▸ Set exercise
Rewrite the items beginning at the line that has "of the face" and stopping after the line that has "the green leaf.", replacing "face cage visor" with "helmet visor" and leaving everything else unchanged.

========

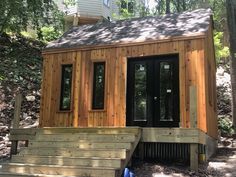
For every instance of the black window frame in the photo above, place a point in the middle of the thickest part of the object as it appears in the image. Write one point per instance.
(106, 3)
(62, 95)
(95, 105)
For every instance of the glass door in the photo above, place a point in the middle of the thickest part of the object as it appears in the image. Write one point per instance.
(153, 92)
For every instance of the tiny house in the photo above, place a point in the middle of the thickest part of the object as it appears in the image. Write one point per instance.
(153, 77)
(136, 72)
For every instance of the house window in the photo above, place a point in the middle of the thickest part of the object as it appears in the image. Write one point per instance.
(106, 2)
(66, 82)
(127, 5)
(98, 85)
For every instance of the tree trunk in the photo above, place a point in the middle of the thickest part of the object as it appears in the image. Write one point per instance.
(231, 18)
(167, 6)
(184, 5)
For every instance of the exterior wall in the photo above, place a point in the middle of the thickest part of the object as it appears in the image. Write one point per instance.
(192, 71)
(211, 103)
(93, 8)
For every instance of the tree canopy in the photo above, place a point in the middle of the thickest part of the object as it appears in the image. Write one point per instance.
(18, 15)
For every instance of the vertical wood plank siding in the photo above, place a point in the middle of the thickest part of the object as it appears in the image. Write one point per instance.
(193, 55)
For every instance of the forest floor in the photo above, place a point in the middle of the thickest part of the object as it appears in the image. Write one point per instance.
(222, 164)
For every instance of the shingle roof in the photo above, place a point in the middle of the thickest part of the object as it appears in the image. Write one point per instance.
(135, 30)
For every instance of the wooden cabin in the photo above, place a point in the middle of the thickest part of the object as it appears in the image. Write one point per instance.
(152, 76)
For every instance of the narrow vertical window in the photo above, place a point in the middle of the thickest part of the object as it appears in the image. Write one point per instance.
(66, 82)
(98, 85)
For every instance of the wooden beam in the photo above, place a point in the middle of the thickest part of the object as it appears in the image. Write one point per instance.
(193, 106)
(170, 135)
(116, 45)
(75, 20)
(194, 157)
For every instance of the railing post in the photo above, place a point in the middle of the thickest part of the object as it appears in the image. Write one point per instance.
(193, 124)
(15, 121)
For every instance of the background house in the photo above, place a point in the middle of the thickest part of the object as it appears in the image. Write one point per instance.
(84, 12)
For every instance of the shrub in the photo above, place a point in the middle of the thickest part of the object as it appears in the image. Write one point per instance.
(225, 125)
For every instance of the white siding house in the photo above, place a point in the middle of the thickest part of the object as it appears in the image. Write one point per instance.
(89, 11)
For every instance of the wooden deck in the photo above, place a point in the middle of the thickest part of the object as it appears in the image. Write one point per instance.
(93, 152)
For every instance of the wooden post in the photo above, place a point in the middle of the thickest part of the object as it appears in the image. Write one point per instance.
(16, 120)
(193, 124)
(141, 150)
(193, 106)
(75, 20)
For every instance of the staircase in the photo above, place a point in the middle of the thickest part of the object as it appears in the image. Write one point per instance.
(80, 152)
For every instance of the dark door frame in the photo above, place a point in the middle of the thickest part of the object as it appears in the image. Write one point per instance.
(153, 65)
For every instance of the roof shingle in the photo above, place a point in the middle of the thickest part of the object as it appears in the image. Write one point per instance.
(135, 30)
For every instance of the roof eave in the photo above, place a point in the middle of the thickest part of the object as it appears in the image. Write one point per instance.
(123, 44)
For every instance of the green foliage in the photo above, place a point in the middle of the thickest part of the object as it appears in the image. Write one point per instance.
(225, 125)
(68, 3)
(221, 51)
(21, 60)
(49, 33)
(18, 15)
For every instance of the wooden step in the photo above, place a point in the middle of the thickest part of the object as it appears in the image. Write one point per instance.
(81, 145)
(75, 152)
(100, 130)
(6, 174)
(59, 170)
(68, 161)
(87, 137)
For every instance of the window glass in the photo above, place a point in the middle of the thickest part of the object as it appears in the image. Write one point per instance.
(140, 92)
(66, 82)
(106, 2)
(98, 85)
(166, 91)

========

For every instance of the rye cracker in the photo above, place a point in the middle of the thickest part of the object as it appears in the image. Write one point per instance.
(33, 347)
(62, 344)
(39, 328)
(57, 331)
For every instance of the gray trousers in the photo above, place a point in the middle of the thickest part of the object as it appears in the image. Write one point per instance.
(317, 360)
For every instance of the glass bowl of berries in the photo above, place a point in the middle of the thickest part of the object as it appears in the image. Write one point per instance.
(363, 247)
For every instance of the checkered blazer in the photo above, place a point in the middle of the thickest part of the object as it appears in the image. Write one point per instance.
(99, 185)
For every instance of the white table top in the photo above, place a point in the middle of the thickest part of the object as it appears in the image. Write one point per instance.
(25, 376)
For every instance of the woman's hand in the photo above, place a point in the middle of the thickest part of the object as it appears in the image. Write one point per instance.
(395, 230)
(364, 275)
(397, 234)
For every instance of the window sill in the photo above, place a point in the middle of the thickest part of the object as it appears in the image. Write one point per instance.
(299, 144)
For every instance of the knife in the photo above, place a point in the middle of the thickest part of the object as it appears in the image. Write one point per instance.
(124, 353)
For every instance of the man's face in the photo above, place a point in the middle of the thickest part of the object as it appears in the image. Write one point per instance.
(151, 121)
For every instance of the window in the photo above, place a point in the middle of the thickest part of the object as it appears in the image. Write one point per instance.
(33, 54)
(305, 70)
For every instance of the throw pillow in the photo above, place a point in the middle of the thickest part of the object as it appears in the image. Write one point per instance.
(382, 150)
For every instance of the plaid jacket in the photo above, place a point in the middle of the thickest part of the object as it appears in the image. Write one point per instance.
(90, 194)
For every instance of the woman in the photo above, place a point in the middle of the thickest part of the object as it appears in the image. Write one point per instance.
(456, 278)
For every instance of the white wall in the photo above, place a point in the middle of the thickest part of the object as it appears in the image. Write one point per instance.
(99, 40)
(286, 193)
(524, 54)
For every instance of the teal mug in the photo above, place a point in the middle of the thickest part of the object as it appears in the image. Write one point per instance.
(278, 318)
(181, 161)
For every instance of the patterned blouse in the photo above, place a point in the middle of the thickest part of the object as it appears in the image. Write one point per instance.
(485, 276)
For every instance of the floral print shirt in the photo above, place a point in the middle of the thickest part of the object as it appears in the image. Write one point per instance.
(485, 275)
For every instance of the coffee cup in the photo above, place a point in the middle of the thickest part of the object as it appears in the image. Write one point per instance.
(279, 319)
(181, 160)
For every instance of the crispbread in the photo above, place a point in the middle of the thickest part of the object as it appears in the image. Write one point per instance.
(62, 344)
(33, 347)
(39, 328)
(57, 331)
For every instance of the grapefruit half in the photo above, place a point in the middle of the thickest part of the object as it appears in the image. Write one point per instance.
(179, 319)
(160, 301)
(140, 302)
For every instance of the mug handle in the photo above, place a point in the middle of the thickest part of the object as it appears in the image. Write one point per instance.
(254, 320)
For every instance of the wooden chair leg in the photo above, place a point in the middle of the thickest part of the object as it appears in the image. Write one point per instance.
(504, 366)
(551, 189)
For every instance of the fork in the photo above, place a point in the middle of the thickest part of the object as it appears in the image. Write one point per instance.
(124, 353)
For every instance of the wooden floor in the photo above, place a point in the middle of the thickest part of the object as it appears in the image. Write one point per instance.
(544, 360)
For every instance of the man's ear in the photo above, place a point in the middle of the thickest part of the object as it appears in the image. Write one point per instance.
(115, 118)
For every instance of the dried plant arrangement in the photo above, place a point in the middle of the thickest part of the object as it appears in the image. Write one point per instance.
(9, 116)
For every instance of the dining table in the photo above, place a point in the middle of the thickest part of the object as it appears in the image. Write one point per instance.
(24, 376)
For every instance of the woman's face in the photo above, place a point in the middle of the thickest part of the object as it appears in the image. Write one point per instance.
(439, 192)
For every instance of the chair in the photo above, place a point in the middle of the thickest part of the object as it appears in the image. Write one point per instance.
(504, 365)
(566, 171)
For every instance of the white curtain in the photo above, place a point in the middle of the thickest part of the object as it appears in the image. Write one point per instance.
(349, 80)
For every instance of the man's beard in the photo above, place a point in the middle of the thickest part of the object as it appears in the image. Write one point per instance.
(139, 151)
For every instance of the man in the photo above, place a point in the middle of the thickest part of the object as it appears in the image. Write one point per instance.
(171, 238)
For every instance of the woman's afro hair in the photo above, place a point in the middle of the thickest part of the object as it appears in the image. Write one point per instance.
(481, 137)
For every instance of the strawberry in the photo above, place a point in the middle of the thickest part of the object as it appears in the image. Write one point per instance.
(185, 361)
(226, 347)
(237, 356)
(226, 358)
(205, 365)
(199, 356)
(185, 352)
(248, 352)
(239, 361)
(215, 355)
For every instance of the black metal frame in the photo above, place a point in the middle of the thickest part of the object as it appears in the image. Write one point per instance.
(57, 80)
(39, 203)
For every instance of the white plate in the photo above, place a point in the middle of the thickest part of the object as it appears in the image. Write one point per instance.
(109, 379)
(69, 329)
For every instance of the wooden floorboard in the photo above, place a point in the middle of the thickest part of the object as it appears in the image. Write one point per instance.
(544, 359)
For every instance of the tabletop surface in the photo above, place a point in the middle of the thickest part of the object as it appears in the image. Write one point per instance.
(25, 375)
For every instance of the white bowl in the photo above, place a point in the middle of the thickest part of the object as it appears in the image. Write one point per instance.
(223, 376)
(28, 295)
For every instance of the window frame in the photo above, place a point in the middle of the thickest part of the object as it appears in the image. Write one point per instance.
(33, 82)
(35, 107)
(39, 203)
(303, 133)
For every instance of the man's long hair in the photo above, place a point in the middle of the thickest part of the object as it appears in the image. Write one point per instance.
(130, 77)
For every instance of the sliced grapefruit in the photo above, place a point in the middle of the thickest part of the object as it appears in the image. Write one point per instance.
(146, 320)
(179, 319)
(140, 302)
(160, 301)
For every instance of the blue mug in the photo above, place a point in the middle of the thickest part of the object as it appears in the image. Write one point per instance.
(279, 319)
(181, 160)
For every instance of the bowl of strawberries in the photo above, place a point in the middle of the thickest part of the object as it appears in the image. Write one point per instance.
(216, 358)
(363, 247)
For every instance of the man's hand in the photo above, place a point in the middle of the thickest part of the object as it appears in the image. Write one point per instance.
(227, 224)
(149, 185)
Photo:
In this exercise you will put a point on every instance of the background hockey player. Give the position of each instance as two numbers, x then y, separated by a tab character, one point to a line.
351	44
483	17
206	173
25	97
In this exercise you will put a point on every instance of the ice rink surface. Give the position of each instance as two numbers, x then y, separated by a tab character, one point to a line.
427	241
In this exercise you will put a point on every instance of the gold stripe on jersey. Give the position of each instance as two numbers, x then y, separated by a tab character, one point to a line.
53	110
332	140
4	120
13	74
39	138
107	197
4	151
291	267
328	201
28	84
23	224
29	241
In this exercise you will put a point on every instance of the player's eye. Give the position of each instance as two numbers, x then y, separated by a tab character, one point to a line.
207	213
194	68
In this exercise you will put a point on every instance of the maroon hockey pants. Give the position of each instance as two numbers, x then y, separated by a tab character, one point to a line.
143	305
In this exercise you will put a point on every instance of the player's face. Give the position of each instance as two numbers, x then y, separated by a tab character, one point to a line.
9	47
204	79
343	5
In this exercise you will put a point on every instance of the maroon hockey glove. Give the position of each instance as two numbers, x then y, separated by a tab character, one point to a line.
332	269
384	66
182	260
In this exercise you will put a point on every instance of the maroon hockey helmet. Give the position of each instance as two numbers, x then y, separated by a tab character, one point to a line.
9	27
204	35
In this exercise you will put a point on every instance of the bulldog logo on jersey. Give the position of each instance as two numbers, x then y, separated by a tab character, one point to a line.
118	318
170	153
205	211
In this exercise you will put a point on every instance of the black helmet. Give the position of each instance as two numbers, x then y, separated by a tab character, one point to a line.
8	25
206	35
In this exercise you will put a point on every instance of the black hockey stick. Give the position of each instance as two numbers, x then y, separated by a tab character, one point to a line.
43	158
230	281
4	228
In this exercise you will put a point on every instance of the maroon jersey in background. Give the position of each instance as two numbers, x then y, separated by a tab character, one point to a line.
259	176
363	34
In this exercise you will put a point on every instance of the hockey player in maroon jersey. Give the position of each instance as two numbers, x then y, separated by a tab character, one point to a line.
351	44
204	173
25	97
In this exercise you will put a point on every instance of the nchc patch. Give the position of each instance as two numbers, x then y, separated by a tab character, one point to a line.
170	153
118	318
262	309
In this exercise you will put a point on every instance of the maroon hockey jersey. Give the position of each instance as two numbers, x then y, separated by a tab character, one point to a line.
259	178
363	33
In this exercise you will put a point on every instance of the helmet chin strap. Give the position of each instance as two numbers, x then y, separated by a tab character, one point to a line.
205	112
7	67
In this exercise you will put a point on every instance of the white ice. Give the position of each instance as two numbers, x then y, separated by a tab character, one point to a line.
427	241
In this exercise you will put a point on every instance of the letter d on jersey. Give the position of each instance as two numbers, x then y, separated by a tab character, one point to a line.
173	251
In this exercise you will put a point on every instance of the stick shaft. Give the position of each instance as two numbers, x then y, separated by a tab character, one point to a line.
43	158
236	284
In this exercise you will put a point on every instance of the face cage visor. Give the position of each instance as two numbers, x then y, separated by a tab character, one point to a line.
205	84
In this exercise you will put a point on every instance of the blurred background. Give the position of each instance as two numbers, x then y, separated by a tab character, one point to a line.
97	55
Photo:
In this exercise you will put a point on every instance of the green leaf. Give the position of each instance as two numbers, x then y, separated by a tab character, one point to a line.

========

▸ Solution for this problem
In this exercise you will put a point on every instance of the helmet visor. Give the position of each instance as two numbers, x then y, separated by a tab character, one point to a line.
205	84
In this exercise you will put a point on every instance of the blurred background. Give the position of each instance as two numbers, x then y, separated by a tab character, one point to a line.
97	55
Photo:
In this exercise you will put a point on every instance of the green leaf. Give the position of each instance as two numbers, x then y, separated by a tab character, one point to a line.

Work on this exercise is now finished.